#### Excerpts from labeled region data
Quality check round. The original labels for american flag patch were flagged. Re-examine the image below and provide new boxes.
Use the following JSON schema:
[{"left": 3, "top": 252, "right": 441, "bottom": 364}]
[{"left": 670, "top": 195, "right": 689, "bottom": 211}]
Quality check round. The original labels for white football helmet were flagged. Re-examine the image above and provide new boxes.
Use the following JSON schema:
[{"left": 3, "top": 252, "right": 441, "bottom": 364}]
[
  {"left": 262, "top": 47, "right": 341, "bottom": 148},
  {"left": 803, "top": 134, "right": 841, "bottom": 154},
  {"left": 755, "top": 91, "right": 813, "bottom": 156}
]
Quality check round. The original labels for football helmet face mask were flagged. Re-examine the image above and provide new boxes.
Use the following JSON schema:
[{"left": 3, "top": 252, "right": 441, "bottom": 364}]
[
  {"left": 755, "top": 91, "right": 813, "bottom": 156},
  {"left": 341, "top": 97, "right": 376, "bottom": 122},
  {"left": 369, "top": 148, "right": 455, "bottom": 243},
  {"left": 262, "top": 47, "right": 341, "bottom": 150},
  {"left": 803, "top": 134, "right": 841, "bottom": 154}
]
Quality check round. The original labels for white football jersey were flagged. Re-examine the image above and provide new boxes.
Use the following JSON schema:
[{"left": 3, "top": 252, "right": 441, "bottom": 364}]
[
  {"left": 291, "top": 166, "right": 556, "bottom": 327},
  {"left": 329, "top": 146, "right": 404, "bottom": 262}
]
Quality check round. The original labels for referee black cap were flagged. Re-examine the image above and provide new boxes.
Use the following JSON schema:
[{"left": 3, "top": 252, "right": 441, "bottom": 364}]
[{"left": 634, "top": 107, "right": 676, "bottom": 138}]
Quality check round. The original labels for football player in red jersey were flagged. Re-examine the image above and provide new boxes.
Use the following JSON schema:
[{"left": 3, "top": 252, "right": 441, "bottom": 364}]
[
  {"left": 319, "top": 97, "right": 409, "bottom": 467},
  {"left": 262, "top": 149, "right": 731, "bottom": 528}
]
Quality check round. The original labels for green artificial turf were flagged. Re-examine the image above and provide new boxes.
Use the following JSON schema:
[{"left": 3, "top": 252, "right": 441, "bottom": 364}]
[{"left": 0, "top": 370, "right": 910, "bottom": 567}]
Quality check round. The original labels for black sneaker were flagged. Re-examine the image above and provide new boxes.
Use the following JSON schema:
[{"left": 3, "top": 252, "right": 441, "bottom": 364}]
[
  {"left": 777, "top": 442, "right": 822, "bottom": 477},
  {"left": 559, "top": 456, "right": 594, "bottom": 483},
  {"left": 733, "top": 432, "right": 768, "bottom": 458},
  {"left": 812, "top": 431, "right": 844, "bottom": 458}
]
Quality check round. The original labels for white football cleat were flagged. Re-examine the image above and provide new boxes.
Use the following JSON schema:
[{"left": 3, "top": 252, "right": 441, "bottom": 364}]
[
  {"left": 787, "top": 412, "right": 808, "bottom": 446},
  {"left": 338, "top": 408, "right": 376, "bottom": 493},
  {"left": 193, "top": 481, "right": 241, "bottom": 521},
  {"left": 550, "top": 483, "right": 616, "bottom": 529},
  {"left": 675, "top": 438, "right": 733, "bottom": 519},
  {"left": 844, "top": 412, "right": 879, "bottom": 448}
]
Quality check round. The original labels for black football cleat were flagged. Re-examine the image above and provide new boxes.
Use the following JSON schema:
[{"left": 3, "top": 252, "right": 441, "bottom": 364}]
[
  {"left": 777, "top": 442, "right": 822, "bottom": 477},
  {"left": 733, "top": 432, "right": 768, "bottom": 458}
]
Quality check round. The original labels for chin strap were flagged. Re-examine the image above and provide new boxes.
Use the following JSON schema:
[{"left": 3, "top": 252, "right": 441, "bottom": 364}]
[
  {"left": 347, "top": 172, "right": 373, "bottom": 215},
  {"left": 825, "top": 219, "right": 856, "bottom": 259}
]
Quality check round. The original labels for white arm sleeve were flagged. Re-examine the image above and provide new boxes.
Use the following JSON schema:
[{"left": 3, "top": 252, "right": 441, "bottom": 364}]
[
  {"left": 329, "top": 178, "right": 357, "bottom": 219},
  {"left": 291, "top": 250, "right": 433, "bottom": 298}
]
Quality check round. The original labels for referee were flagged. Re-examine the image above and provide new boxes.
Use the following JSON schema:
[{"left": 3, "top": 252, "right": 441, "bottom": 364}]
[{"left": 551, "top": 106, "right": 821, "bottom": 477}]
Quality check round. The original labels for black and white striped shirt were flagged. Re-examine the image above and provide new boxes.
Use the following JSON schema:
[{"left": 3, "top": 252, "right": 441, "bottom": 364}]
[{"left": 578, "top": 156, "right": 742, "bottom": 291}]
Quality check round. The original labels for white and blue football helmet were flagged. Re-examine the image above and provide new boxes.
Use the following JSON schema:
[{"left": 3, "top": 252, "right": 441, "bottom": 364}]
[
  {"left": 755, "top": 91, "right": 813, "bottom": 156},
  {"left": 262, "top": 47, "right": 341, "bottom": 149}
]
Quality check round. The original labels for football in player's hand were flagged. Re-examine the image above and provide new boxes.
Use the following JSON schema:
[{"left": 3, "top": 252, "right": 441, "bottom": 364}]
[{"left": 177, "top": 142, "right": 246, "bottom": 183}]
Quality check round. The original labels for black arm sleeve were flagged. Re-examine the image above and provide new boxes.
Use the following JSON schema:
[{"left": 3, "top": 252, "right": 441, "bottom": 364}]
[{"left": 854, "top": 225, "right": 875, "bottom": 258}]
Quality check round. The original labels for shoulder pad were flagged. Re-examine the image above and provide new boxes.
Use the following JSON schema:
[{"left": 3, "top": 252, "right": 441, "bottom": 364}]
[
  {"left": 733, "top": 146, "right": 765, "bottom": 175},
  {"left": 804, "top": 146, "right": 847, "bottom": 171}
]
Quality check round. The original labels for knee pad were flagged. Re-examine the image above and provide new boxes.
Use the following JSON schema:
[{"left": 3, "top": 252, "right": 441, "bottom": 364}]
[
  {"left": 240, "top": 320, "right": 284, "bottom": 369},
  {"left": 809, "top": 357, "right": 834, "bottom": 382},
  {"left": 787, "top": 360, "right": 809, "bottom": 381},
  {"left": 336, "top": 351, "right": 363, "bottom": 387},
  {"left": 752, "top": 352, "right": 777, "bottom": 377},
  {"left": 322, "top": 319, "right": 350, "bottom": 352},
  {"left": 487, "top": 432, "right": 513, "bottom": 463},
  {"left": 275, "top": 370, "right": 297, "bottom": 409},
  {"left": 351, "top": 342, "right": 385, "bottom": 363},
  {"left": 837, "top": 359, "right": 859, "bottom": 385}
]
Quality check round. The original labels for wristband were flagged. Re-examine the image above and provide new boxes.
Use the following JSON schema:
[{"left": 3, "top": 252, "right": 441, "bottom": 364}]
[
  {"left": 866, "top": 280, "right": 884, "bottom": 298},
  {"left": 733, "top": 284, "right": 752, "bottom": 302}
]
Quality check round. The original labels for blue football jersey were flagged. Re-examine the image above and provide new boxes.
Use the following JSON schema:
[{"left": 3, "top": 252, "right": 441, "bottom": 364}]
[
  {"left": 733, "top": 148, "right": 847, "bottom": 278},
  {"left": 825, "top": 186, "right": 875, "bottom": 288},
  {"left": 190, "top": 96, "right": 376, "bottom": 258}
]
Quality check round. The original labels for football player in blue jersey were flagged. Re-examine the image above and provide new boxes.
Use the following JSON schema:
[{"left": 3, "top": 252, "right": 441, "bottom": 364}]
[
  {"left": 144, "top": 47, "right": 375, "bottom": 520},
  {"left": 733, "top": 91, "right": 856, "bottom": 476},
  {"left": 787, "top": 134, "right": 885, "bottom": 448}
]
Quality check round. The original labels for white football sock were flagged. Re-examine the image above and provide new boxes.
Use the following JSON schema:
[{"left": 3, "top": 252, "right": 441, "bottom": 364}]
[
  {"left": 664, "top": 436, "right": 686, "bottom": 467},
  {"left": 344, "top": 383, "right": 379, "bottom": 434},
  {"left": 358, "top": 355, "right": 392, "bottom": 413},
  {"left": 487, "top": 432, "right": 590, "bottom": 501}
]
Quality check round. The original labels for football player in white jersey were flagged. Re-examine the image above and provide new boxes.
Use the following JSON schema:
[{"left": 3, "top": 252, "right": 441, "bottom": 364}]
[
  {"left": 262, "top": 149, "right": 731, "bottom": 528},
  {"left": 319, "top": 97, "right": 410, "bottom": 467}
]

#### Problem to work on
Which lines of the material above contain the string "cleat"? Copy each of them, treating uppercase and lowercase as different.

#### Complete output
Quality check round. The original labels for white football cleat were flagged. Re-examine the image above and provide new boxes.
Quality check round. The original labels for black football cleat were flagged. Re-examine the image above and provide new boxes.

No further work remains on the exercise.